■ What is being asked
Scan the records for lines with the string "form". Say how many there are, and add nothing.
>>>>
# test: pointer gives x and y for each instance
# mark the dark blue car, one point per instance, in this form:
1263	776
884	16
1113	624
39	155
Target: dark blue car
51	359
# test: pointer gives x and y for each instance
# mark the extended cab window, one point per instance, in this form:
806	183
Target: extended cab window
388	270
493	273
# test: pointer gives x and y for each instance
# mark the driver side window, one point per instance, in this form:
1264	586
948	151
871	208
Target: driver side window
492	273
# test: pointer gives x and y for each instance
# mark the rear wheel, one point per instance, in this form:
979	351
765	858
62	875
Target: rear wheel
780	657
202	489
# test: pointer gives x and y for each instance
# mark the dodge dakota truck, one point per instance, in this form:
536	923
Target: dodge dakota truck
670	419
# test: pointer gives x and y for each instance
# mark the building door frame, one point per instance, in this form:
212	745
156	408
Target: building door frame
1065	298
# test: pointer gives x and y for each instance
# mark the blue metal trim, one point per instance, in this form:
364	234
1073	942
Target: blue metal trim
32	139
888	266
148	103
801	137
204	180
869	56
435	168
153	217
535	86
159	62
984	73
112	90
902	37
<<<<
>>>>
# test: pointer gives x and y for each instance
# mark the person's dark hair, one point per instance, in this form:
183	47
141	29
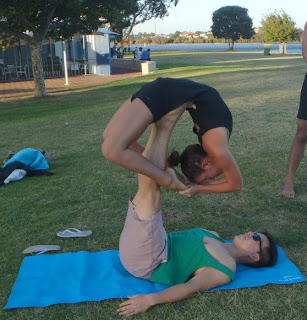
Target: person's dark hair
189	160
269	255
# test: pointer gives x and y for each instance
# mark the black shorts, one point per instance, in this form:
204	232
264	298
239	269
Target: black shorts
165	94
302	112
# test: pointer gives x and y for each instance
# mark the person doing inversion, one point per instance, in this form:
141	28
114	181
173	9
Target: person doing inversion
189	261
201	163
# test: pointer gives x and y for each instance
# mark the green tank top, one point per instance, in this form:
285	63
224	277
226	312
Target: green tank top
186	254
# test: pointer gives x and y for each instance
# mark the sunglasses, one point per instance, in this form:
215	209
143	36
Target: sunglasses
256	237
<<<<
■ Output
12